▶ [Set exercise A] Convert every line of the dataset entries about object locations below into a JSON list of strings, one string per line and no blank lines. Leave the pictures out of the answer.

Collaborative Strength Enables the EXAALT Project to Optimize GPU Performance

11/03/20

Exascale Computing Project · Collaborative Strength Enables the EXAALT Project to Optimize GPU Performance

By Scott Gibson

Danny Perez, Los Alamos National Laboratory, and Rahul Gayatri, NERSC

From left, Danny Perez, Los Alamos National Laboratory; Rahul Gayatri, National Energy Research Scientific Computing Center

A dream of researchers is to cut the time it takes to develop new materials by using computer simulations almost exclusively. The outcomes could be better nuclear fuels and the right first wall materials for fusion reactors. Or new metals, semiconductors, and insulators. And more possibilities exist.

In this episode of the Let’s Talk Exascale podcast, we’ll have a look at a project called EXAALT, which refers to Exascale Atomistic capability for Accuracy, Length, and Time. It has the potential to bring atomistic materials predictions to the engineering scale. Materials design and synthesis could be demystified and, for the most part, done virtually.

To discuss EXAALT we’re joined by Danny Perez of Los Alamos National Laboratory and Rahul Gayatri, a project collaborator from the National Energy Research Scientific Computing Center (NERSC).

Our topics: Molecular dynamics simulations—what they are, why they’re important and advantageous, how they can be used in the design of materials, and their limitations. We’ll also have a project highlight.

Interview Transcript:

Gibson: Danny Perez and Rahul Gayatri, welcome!

Perez: Thanks, Scott.

Gayatri: Thanks, Scott.

Gibson: Why molecular dynamics simulations? Why are they important?

Perez: In the following, I’ll refer to molecular dynamics as MD just for short. MD is very powerful because it’s a very fundamental approach. If you’re interested in understanding how a material behaves, then you can just set up a virtual system and just integrate the equation of motion of all of the atoms in your system and just see what happens. So, this is very powerful because you don’t have to know ahead of time what the atoms want to do. You just set the system up, let it go, and see what happens.

And, very often, there’s a very wide range of phenomena that will just spontaneously occur, and, oftentimes, these aren’t expected. So, even if you don’t know what the key physical steps are, then molecular dynamics will just show it to you. In that sense, you can think of MD as a numerical experiment where you gain fundamental insight into material down to the atomic scale where we get a complete resolution and we can see where each atom is at every point in time.

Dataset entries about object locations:
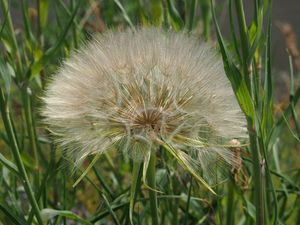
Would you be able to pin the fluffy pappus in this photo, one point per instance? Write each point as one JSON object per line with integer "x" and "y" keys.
{"x": 137, "y": 90}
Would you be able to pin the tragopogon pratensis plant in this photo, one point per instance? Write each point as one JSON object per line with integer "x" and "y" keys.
{"x": 140, "y": 90}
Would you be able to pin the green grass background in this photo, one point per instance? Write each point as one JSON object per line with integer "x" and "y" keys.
{"x": 35, "y": 179}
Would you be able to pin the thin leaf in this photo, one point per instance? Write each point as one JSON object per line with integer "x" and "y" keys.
{"x": 48, "y": 214}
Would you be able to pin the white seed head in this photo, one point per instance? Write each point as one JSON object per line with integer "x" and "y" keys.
{"x": 135, "y": 90}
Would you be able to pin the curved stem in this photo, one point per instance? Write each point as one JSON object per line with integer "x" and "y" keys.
{"x": 16, "y": 153}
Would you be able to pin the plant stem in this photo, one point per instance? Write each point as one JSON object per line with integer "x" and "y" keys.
{"x": 258, "y": 185}
{"x": 230, "y": 202}
{"x": 16, "y": 153}
{"x": 152, "y": 194}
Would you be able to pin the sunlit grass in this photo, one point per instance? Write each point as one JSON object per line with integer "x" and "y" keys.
{"x": 36, "y": 178}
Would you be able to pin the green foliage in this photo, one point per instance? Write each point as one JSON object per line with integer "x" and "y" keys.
{"x": 36, "y": 181}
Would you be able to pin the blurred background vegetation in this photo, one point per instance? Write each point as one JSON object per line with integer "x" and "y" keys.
{"x": 35, "y": 179}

▶ [Set exercise B] List the possible outcomes that the EXAALT article names for developing new materials almost entirely through computer simulations.

▶ [Full output A]
[
  "Would you be able to pin the fluffy pappus in this photo, one point per instance? Write each point as one JSON object per line with integer \"x\" and \"y\" keys.",
  "{\"x\": 137, \"y\": 90}",
  "Would you be able to pin the tragopogon pratensis plant in this photo, one point per instance? Write each point as one JSON object per line with integer \"x\" and \"y\" keys.",
  "{\"x\": 140, \"y\": 90}",
  "Would you be able to pin the green grass background in this photo, one point per instance? Write each point as one JSON object per line with integer \"x\" and \"y\" keys.",
  "{\"x\": 35, \"y\": 179}",
  "Would you be able to pin the thin leaf in this photo, one point per instance? Write each point as one JSON object per line with integer \"x\" and \"y\" keys.",
  "{\"x\": 48, \"y\": 214}",
  "Would you be able to pin the white seed head in this photo, one point per instance? Write each point as one JSON object per line with integer \"x\" and \"y\" keys.",
  "{\"x\": 135, \"y\": 90}",
  "Would you be able to pin the curved stem in this photo, one point per instance? Write each point as one JSON object per line with integer \"x\" and \"y\" keys.",
  "{\"x\": 16, \"y\": 153}",
  "Would you be able to pin the plant stem in this photo, one point per instance? Write each point as one JSON object per line with integer \"x\" and \"y\" keys.",
  "{\"x\": 258, \"y\": 185}",
  "{\"x\": 230, \"y\": 202}",
  "{\"x\": 16, \"y\": 153}",
  "{\"x\": 152, \"y\": 194}",
  "Would you be able to pin the sunlit grass in this photo, one point per instance? Write each point as one JSON object per line with integer \"x\" and \"y\" keys.",
  "{\"x\": 36, \"y\": 178}",
  "Would you be able to pin the green foliage in this photo, one point per instance? Write each point as one JSON object per line with integer \"x\" and \"y\" keys.",
  "{\"x\": 36, \"y\": 181}",
  "Would you be able to pin the blurred background vegetation in this photo, one point per instance? Write each point as one JSON object per line with integer \"x\" and \"y\" keys.",
  "{\"x\": 35, \"y\": 179}"
]

▶ [Full output B]
- Better nuclear fuels
- The right first wall materials for fusion reactors
- New metals
- Semiconductors
- Insulators